# Start of Information provided

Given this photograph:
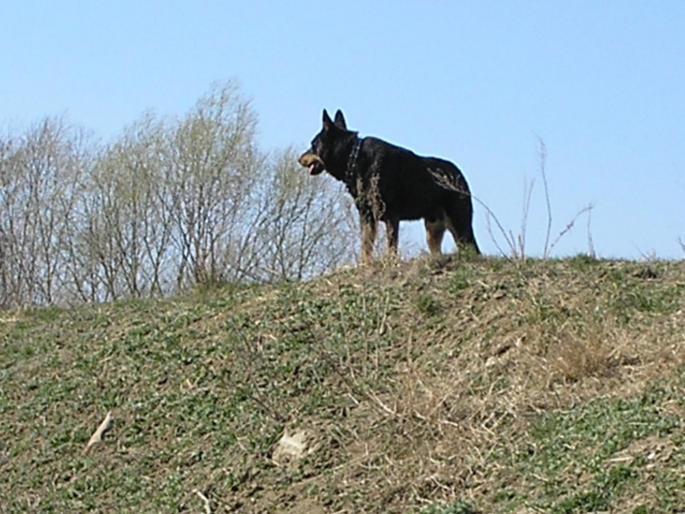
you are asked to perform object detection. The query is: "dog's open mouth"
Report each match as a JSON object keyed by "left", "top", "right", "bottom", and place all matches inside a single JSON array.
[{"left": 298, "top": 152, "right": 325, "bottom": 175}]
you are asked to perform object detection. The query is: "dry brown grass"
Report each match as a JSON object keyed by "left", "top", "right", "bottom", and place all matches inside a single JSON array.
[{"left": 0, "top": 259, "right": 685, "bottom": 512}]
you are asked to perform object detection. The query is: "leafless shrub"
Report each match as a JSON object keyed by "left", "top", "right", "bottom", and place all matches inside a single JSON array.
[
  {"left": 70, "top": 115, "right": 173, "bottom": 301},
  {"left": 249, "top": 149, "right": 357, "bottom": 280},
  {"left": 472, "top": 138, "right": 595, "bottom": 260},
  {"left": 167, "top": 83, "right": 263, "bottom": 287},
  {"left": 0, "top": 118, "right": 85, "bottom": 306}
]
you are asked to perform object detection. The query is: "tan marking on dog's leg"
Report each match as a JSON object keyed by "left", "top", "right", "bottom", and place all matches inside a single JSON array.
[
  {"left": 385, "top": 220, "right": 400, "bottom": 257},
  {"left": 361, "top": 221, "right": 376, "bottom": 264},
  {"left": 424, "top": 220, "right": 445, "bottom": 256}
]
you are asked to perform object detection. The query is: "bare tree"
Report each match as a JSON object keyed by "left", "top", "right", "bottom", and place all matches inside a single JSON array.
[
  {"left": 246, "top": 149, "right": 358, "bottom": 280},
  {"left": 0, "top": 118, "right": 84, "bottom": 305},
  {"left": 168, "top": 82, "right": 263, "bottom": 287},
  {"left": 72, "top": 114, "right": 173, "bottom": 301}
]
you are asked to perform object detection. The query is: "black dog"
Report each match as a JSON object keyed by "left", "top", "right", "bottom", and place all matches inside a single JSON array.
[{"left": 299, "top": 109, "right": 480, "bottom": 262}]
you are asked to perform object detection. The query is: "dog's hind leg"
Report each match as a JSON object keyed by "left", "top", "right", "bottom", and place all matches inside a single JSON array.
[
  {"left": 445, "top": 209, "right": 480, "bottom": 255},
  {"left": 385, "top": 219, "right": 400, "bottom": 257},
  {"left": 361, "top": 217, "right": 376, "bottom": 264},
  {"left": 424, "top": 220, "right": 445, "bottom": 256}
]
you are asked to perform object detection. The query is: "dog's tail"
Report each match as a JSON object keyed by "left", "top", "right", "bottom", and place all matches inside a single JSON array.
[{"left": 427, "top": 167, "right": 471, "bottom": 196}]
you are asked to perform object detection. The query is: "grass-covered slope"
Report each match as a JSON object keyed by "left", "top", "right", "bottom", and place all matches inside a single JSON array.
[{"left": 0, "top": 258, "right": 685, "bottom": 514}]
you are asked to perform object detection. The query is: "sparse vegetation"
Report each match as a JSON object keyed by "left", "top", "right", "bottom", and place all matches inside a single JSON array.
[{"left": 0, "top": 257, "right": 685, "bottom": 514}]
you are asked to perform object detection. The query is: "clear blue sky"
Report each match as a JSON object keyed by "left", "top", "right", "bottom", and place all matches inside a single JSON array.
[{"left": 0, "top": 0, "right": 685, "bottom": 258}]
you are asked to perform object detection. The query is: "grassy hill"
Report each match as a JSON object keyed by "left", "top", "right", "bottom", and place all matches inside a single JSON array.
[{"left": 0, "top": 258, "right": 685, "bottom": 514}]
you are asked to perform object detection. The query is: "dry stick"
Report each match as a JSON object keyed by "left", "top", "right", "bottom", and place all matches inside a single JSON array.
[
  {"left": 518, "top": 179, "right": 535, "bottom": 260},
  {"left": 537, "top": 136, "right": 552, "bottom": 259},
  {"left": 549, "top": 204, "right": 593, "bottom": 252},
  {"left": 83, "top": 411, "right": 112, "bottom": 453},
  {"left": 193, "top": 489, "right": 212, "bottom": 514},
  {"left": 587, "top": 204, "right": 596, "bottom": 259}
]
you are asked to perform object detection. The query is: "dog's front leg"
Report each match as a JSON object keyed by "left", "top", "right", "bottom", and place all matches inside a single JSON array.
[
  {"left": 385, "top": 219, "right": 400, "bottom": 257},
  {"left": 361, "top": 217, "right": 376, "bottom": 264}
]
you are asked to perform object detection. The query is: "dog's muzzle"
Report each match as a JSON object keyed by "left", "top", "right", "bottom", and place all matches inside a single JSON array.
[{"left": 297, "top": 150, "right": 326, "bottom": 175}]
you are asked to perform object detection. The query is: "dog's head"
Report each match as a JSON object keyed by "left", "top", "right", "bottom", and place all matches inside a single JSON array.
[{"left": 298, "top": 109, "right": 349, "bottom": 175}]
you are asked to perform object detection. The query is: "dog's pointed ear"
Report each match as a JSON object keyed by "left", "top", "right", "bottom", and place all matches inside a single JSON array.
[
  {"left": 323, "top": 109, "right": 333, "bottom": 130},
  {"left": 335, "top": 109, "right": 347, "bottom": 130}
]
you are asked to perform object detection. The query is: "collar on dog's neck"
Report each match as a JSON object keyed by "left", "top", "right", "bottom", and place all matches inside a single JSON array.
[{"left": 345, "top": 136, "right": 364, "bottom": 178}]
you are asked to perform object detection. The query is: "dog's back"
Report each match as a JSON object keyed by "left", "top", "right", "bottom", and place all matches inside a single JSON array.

# End of Information provided

List every line in the data above that includes the string "brown", matching case exactly.

you are asked to perform object detection. The query is: "dry brown grass"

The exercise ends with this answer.